## Extracted data
_ _ _ _

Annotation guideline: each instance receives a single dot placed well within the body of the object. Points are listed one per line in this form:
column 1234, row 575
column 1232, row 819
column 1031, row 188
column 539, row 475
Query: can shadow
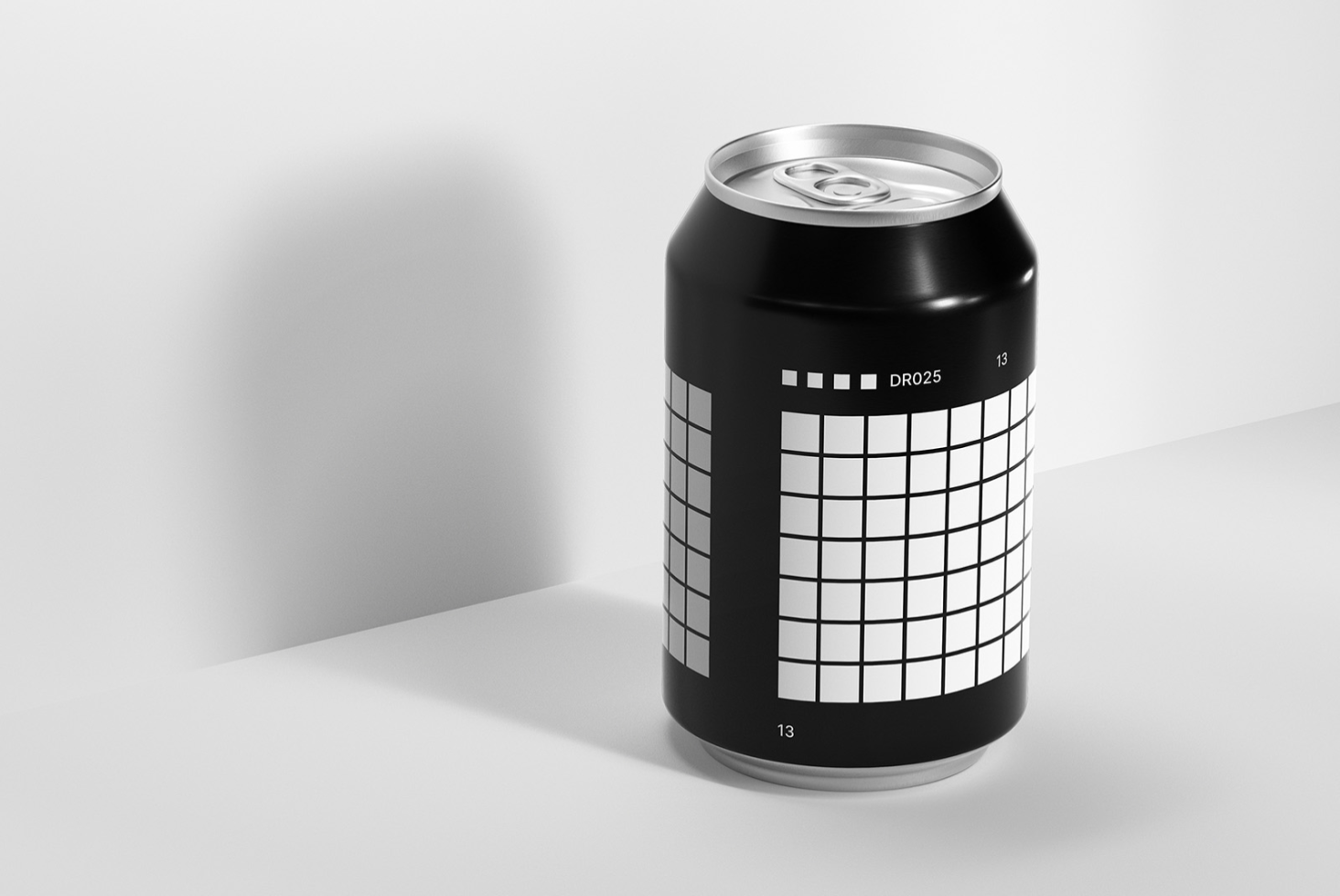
column 391, row 331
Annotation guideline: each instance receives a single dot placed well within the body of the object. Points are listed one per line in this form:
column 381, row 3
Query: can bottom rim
column 811, row 777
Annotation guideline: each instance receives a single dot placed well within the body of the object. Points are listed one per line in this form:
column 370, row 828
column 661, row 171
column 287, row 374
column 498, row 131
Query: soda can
column 850, row 392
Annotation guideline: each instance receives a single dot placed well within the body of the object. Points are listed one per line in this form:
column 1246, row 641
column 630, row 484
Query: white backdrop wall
column 325, row 315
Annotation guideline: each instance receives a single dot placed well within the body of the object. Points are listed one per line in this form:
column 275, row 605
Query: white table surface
column 1181, row 734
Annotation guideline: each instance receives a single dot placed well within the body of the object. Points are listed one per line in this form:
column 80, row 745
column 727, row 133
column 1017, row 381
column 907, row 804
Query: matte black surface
column 748, row 296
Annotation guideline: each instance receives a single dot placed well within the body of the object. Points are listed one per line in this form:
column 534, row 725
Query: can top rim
column 806, row 144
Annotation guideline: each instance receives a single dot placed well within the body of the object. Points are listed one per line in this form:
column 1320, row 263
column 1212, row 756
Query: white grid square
column 989, row 662
column 924, row 638
column 1016, row 485
column 962, row 548
column 843, row 475
column 884, row 559
column 924, row 679
column 839, row 683
column 679, row 438
column 996, row 414
column 700, row 406
column 959, row 671
column 698, row 613
column 991, row 620
column 798, row 599
column 927, row 513
column 676, row 640
column 842, row 560
column 1017, row 443
column 839, row 643
column 796, row 640
column 993, row 538
column 993, row 497
column 677, row 517
column 677, row 552
column 800, row 473
column 961, row 630
column 796, row 682
column 696, row 653
column 965, row 423
column 889, row 434
column 964, row 505
column 698, row 572
column 928, row 470
column 1019, row 402
column 799, row 559
column 844, row 434
column 700, row 490
column 961, row 590
column 925, row 555
column 930, row 430
column 884, row 683
column 1012, row 650
column 700, row 532
column 799, row 516
column 679, row 477
column 842, row 518
column 886, row 475
column 799, row 432
column 679, row 395
column 927, row 596
column 1013, row 607
column 1014, row 527
column 965, row 465
column 991, row 579
column 884, row 642
column 994, row 454
column 841, row 600
column 884, row 600
column 700, row 449
column 884, row 517
column 677, row 599
column 1013, row 567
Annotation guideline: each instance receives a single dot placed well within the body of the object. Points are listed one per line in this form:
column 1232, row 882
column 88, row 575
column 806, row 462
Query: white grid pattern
column 688, row 524
column 905, row 549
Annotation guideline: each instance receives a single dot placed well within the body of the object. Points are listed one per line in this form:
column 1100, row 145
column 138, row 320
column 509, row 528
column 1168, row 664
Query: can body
column 849, row 484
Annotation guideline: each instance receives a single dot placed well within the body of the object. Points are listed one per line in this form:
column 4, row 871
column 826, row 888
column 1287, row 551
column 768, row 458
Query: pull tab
column 831, row 182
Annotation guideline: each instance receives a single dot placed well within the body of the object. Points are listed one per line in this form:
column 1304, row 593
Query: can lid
column 853, row 176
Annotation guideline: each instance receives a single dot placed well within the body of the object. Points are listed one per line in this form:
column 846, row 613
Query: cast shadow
column 584, row 662
column 391, row 411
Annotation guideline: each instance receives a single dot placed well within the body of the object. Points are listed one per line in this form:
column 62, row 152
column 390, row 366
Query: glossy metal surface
column 852, row 176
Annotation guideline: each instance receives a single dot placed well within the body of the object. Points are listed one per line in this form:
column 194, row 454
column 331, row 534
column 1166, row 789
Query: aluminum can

_ _ _ _

## Written request
Please give every line of the items above as a numbered list, skipping any blank lines. Keep the pictures out of your answer.

## Exercise solution
1. Annotation guideline: each instance receives a single dot placed well within the body of the object. Points are listed one per line in this form:
2. column 1234, row 575
3. column 1232, row 819
4. column 1031, row 188
5. column 539, row 475
6. Query: can shadow
7. column 391, row 331
8. Annotation guideline: each instance receives a single dot placed well within the body of the object. Points are listed one per line in this form:
9. column 381, row 3
10. Query: can bottom rim
11. column 811, row 777
12. Annotation guideline: each instance receives a single dot placed well within the body of the object. Points are listed one per line in this form:
13. column 370, row 828
14. column 661, row 171
15. column 287, row 374
16. column 498, row 131
17. Query: soda can
18. column 850, row 392
19. Annotation guideline: each instance receives a single dot placed well within the body of the object. Points are listed one per line in this form:
20. column 1246, row 641
21. column 630, row 484
22. Query: white backdrop wall
23. column 325, row 315
24. Annotation guideline: each instance receives a single dot placed well within the body of the object. Points are listed one per line in this form:
25. column 275, row 605
26. Query: white table surface
27. column 1181, row 734
28. Annotation guideline: each instance receives a single dot placed well within the body of the object. Points are listed one per line in this form:
29. column 80, row 745
30. column 727, row 133
31. column 1017, row 381
32. column 907, row 804
33. Query: matte black surface
34. column 748, row 296
35. Annotation guideline: each instance receives a single dot placed well within the body of the object. Points are listed one per line in this form:
36. column 534, row 725
37. Query: can top rim
38. column 806, row 144
39. Annotation guideline: each instance receives a single dot placed well within the body of the object. Points are listed one per line in this form:
40. column 1320, row 263
41. column 1212, row 756
42. Query: white grid square
43. column 989, row 662
44. column 924, row 638
45. column 1016, row 485
46. column 962, row 548
47. column 843, row 475
48. column 884, row 559
49. column 924, row 679
50. column 839, row 683
51. column 679, row 438
52. column 996, row 414
53. column 700, row 406
54. column 959, row 671
55. column 698, row 613
56. column 991, row 620
57. column 798, row 599
58. column 927, row 513
59. column 676, row 640
60. column 842, row 560
61. column 1017, row 443
62. column 839, row 643
63. column 796, row 640
64. column 993, row 538
65. column 993, row 497
66. column 677, row 517
67. column 677, row 552
68. column 800, row 473
69. column 961, row 630
70. column 796, row 682
71. column 696, row 653
72. column 965, row 423
73. column 889, row 434
74. column 964, row 505
75. column 698, row 572
76. column 928, row 470
77. column 1019, row 402
78. column 799, row 559
79. column 844, row 434
80. column 700, row 490
81. column 961, row 590
82. column 925, row 555
83. column 930, row 430
84. column 884, row 683
85. column 1012, row 650
86. column 700, row 532
87. column 799, row 516
88. column 679, row 477
89. column 842, row 518
90. column 886, row 475
91. column 799, row 432
92. column 679, row 395
93. column 927, row 596
94. column 1013, row 607
95. column 1014, row 527
96. column 965, row 465
97. column 991, row 579
98. column 884, row 642
99. column 994, row 454
100. column 841, row 600
101. column 884, row 600
102. column 700, row 449
103. column 884, row 517
104. column 677, row 599
105. column 1013, row 567
106. Annotation guideline: each instance receives a single dot placed well within the body of the object. Points are listed one per line in this form:
107. column 1232, row 882
108. column 88, row 575
109. column 806, row 462
110. Query: white grid pattern
111. column 688, row 524
112. column 905, row 549
113. Annotation guideline: each instance receives a single dot placed well within the body of the object. Points are listed one per line in this form:
114. column 1100, row 145
115. column 138, row 320
116. column 509, row 528
117. column 1168, row 664
118. Query: can body
119. column 849, row 484
120. Annotation guideline: each instance receives a single dot placed well within the body of the object. Points are listed one per line in this form:
121. column 4, row 871
122. column 826, row 888
123. column 1287, row 551
124. column 768, row 458
125. Query: pull tab
126. column 831, row 182
127. Annotation guideline: each instance receives a single dot placed well within the body of the object. Points are listed one per line in this form:
128. column 1304, row 593
129. Query: can lid
130. column 853, row 176
131. Annotation guideline: each instance receives a single dot placed well within the body of the object. Points are listed one per line in this form:
132. column 846, row 613
133. Query: cast shadow
134. column 584, row 662
135. column 391, row 411
136. Annotation guideline: each instance receives a single dot placed well within the body of the object. Points are listed one per line in this form:
137. column 62, row 152
138. column 390, row 366
139. Query: glossy metal surface
140. column 852, row 176
141. Annotation guideline: each instance receives a single dot placed well within the body of the object. Points are listed one per line in this form:
142. column 194, row 454
143. column 331, row 534
144. column 1166, row 789
145. Query: aluminum can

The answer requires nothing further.